Precision Media Group leader Bob Sacks was an early adopter and claims to have America’s “Oldest e-Newsletter”. Five days a week you can open up your email and find three interesting and timely articles Bob has selected that cover a variety of trends and topics of interest to the magazine media business. Bob often includes his own insight and wit to many of the articles. On a regular basis he collects and then publishes the thoughts and responses from his readers.
Two weeks ago, I posted “Maybe We Should Rephrase The Question”, asking if perhaps it was time to stop lamenting the decline of the newsstand and instead see what was working and how we could replicate that on a grander scale. The post appeared in the newsletter and along with a huge lift in visitors to this blog, one of Bob’s readers responded to the post with a series of suggestions on lifting newsstand sales.
I’ve reposted the questions below along with my own answers. The questions are good and I hope they spark a discussion about what works, doesn’t work, and could work on the modern newsstand:
Question: What if there were five times as many places one could buy a magazine (not every magazine, but a magazine)?
At a national level something like that has happened – although not to the level you propose nor in terms of the quantity of retailers with mainline magazine racks.
There are many places now where the “newsstand” is a select group of titles that reflect what the retailer carries. Home Depot, Orschelns Farm & Home and Toys R Us are just three examples.
Twenty-five years ago, many chains in these categories did not carry magazines.
Question: What if we made the newsstand inconvenient? Like only one in a community instead of every line at the grocery?
You must be thinking that scarcity would drive up demand?
In some communities newsstands are scarce. But perhaps not in the way you are imagining.
The local wholesaler no longer exists and neither do the bookstores or newsstands that the company owned. Locally owned stores or regional chains (Think Arbor Drugs in Michigan or an IGA Supermarket) that used to carry a large assortment of magazines have been sold and merged into a national chain and the only place to get a magazine is at the Wal-Mart or Walgreens. Both now have smaller mainlines and checkouts.
The question isn’t so much scarcity of magazines so much as the dip in demand for newsstand copies of magazines and the changing habits of the shopper.
Question: What if newsstands were a drive-through?
Interesting! There is (or used to be) a “drive through” convenience store chain in northern Ohio. I do recall them on some “dealer guides” (remember those?) back in the day.
A more modern variation on that could be the “Pick Up” locations that the grocery chain Peapod has developed. But you’d have to have a committed program with the retailer. This means that someone in the current chain of delivery would have to think the idea is worth pursuing.
Frankly, it would be great (and simple) to include single copies of magazines in home deliveries of goods. My concern would be how to get the public to buy in and make it a habbit.
Question: What if magazines were sold in pairs of titles rather than one at a time at retail?
Clearly this question was asked by someone who has never seen an adult magazine “pack”.
Tongue now out of cheek: That is happening on some levels. Hearst sold a “pack” of their Fall Fashion titles this year in a gift box. Fantastic idea!
Local city publishers will often polybag a “Home” or “Fashion” supplement with their main title.

+++++

> WHAT YOU ARE ASKED TO DO
Reproduce the newsstand post word for word, starting at "The question isn’t" and ending at "were a drive-through?".

+++++

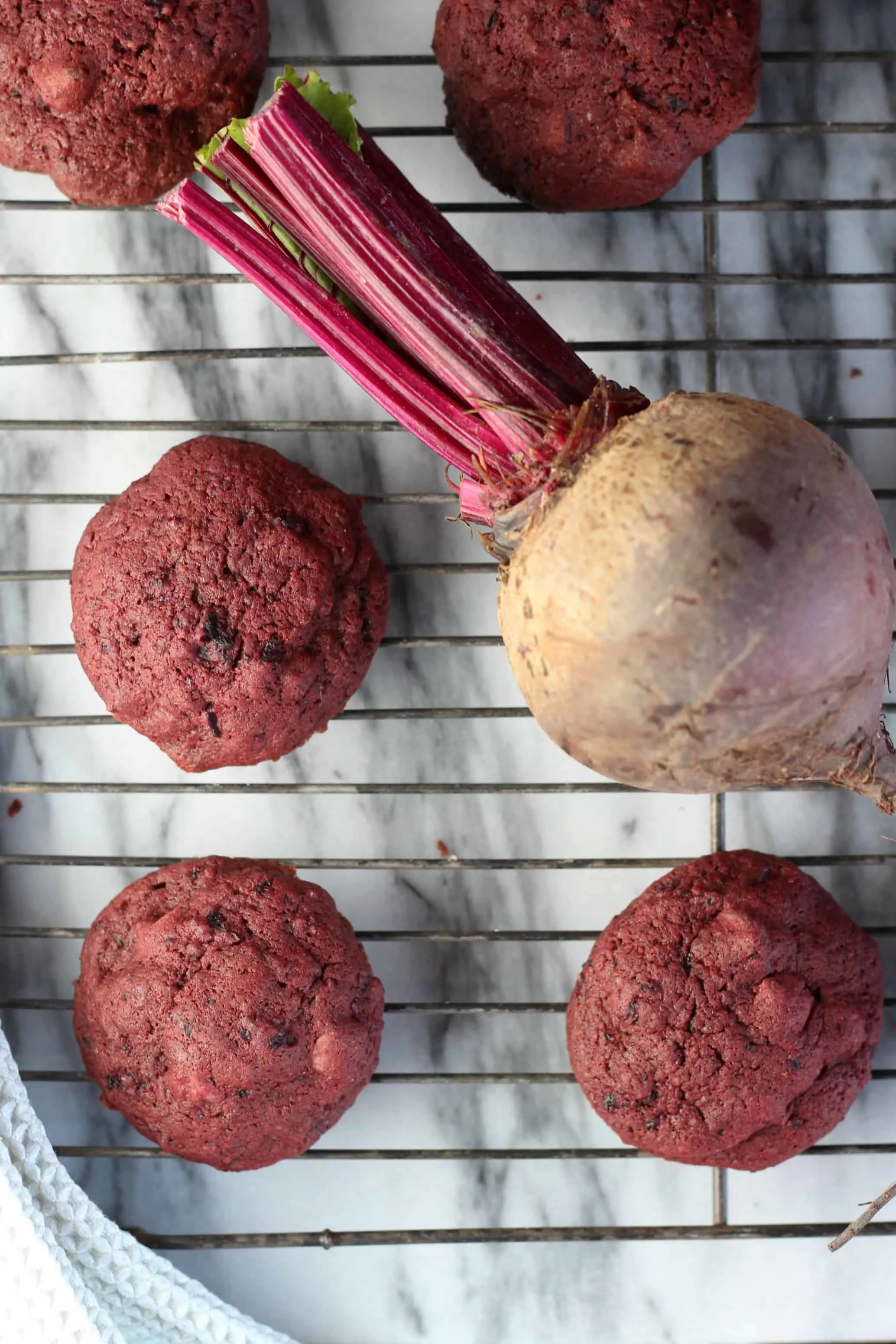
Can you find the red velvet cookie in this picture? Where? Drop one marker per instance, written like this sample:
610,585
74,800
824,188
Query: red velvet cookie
728,1016
229,604
227,1011
113,100
596,104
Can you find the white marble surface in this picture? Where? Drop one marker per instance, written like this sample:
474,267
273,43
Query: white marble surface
630,1293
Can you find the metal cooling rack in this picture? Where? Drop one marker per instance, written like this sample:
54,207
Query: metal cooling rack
717,1227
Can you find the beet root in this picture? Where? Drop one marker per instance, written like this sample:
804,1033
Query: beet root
708,605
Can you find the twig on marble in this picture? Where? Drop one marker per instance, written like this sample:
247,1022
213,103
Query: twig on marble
864,1220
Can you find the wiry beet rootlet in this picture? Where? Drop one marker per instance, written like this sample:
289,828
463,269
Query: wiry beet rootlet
708,605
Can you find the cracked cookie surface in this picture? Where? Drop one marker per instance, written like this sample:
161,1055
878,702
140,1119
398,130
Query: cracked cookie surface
728,1016
227,1011
229,604
113,100
596,104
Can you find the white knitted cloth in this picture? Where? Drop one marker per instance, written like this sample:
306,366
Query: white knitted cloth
69,1276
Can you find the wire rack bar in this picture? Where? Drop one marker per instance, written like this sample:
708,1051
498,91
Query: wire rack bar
458,1155
194,426
82,721
513,208
496,1236
434,936
107,860
551,276
452,864
426,58
444,1010
606,347
512,1080
417,642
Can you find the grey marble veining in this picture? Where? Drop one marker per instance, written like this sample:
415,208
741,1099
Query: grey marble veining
630,1293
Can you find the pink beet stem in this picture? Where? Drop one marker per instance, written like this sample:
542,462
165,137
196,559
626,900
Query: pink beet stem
508,307
378,252
448,347
422,408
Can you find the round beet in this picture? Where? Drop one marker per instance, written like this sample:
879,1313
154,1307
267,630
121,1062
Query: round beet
227,1011
596,104
229,604
728,1016
708,605
115,100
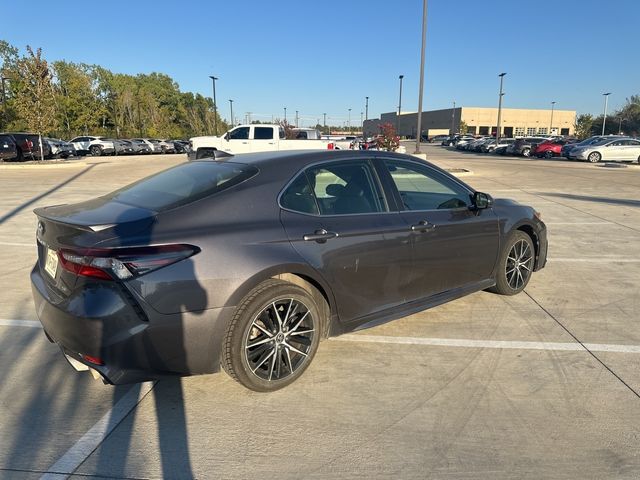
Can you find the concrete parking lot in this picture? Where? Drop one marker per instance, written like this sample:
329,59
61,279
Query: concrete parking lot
545,384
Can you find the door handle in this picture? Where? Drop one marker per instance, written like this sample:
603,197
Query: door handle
423,226
319,236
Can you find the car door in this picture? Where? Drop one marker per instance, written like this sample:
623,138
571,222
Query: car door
454,245
237,141
263,140
338,220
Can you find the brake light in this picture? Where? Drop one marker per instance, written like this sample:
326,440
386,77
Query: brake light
122,263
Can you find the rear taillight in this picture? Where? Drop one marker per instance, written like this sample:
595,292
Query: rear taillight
122,263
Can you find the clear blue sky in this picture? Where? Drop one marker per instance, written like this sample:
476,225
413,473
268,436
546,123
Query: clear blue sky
327,56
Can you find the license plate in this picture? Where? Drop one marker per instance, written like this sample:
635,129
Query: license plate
51,265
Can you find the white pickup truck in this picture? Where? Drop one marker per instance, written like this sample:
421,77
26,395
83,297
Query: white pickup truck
252,138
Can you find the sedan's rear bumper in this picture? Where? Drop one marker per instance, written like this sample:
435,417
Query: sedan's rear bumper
135,343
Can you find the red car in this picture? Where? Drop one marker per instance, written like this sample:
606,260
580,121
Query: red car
550,148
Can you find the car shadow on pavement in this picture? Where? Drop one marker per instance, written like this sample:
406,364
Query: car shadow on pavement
37,198
588,198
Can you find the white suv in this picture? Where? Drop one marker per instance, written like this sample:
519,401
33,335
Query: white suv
96,146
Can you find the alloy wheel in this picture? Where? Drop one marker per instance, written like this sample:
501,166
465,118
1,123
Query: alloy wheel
519,264
279,340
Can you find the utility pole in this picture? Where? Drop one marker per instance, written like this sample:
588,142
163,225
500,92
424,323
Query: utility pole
215,108
499,107
422,51
399,107
606,101
453,119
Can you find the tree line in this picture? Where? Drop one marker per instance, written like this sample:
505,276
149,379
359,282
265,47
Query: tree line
65,99
626,120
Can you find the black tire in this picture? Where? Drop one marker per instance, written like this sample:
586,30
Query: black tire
594,157
516,264
283,322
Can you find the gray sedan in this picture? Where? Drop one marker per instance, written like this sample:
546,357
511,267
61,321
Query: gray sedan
247,263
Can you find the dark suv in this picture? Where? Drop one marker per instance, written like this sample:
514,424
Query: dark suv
524,146
28,146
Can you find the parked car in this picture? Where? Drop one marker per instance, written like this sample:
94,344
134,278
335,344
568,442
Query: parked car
165,287
60,148
524,146
140,147
96,146
551,148
28,145
438,138
566,149
8,148
503,143
154,146
623,149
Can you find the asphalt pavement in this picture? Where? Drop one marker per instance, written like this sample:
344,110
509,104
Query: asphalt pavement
541,385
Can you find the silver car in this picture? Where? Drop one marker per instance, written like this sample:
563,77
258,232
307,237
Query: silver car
610,149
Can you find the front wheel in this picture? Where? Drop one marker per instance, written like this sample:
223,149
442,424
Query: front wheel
516,264
272,337
594,157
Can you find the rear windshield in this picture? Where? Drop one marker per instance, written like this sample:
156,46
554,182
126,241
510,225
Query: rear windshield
183,184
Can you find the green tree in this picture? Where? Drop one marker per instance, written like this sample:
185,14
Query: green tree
584,125
34,99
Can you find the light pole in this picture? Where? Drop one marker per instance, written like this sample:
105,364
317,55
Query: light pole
453,118
606,101
215,108
399,106
422,50
499,107
4,101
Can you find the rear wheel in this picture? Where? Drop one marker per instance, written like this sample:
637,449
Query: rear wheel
516,264
594,157
272,337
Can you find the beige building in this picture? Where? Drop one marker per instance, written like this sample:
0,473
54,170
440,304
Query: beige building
515,122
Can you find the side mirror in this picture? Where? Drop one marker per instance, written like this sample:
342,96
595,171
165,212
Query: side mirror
482,200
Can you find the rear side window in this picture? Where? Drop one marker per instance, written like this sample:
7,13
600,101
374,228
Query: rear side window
183,184
263,133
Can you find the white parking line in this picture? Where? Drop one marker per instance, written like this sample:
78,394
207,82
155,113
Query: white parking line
16,244
499,344
595,260
83,448
19,323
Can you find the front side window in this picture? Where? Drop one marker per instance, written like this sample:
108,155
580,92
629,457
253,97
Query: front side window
421,188
263,133
240,133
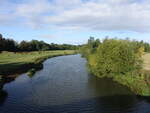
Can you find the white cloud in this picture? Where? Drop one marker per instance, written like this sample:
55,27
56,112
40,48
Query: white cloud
118,15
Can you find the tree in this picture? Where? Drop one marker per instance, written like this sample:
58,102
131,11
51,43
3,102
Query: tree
114,57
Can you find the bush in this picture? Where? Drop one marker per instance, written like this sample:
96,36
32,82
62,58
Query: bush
114,57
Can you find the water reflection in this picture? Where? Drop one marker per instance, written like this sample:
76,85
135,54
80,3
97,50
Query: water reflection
3,93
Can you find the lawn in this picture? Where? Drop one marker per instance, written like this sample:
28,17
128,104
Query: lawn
12,63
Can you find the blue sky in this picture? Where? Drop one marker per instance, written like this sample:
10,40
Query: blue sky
74,21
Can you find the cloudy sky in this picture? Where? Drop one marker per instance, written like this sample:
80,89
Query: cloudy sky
73,21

+++++

> ANSWER TO THIS EXERCISE
The question isn’t so much scarcity of magazines so much as the dip in demand for newsstand copies of magazines and the changing habits of the shopper.
Question: What if newsstands were a drive-through?